SOURCE TEXT:
§
Virgin territory – using your cell phone on an
airplane – has now appeared, and the battle lines are
being drawn. If you’ve heard about this issue, you’ve
probably heard some strong opinions being expressed.
If not, when you first consider the possibility of
in-flight cell phone usage, what comes to mind? Being
reachable throughout your trip, or the horrifyingly
likely possibility of a loud-mouthed doofus bellowing
details of his root canal all the way to JFK? I’ll bet
that it’s the latter; the careful balance begins to tilt
between i) the benefit to us for access to the phone and
ii) the cost to us for others having access to their
phones.

Of course, there are more players involved than just us
and the doofus in the middle seat. Technologies/products
are part of larger systems, and any changes are going to
impact each element of that system in a different way.
Careful consideration of the different players is
essential to fully understand the drivers for change,
the barriers, and the potential impacts. For this issue,
let’s take a look at who’s who:

A. passengers making and/or receiving calls
B. passengers who are not making or receiving calls
C. flight attendants
D. airlines
E. airplane manufacturers
F. wireless carriers (i.e., Verizon, Cingular)
G. infrastructure players (i.e., whoever enables this
new technological capability)
H. handset manufacturers
I. government

Let’s look at each of them in turn:

A. passengers making and/or receiving calls

There are already phones on board the plane. People can
make calls while flying. Using cell phones would
enable passengers to receive calls. All the features
of the handset (i.e., phone book) would be available.
These are both powerful symbols of greater personal
control. The travel experience often entails a
significant surrender of control, even of the most
basic functions (time and choices of food, sleep
schedules, access to a bathroom), so whatever people
can do to reassert that control will have some appeal.

A parallel example might be the payphone; in
metropolitan areas payphones were ubiquitous, yet cell
phone adoption grew enormously and the payphone
continues to fade away. Individual control over the
device itself triumphed “good enough” access.

The ability to make and receive calls (even if these
passengers seldom or never take advantage of that
ability) is a big win for these folks, although there
has not been a lot of impassioned demand for this from
the public.

Conclusion: benefit of new capability

B. passengers who are not making or receiving calls

The loss of control we experience while traveling comes
not only from the circumstances of travel, but also the
intrusion of other people – who we can not control –
into our lives, spaces, and faces. “The screaming baby,”
§
DATA:
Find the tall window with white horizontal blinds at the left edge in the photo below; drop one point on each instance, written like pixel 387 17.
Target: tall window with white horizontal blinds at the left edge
§
PARTS OF THE EXERCISE:
1/ How would this sentence from the essay on in-flight cell phone use read in Spanish: "Careful consideration of the different players is essential to fully understand the drivers for change, the barriers, and the potential impacts."?
2/ Can you extend the essay on using cell phones aboard airplanes, picking up right after its final words?

TASK-BY-TASK ANSWERS:
1/ Una consideración cuidadosa de los distintos actores es esencial para comprender plenamente los impulsores del cambio, las barreras y los posibles impactos.

2/
“the drunken boor,” and “the snoring fat guy” are well-
established archetypes for comedy routines and reality
shows
.

A tangible manifestation of the control issue was
obvious in last year’s Knee Defender, a product that
would enable you to prevent the person in front of you
from leaning their seat back into “your” space. The
suggestion here was that you could physically over-ride
the conventions of the airplane (you may lean; you may
also be leaned into) and that was okay. More power to
you, for taking whatever control you could, even at the
expense of others.

Our experiences with others who use their cell phones
around us (during our non-travel times) are poorly
regarded. Anyone reading this can probably come up with
their most recent horror story in less than 5 seconds.
Giving other people the power to further disrespect our
personal space and surrender control over our environment
while traveling seems to be a potential for even more
unhappy traveling (even though there is significant
overlap between group A and group B), and the amount of
public grumbling about this potential bears witness to
that.

Conclusion: cost of annoyance

C. flight attendants

No doubt that any new regulations would require some
sort of new monitoring role by the flight attendants.
Passengers that can do more with more devices now are
more independent and need more attention, i.e., making
sure that cell phones are only on during certain
portions of the flight, making sure that passengers talk
at a reasonable volume or set their ringers to vibrate.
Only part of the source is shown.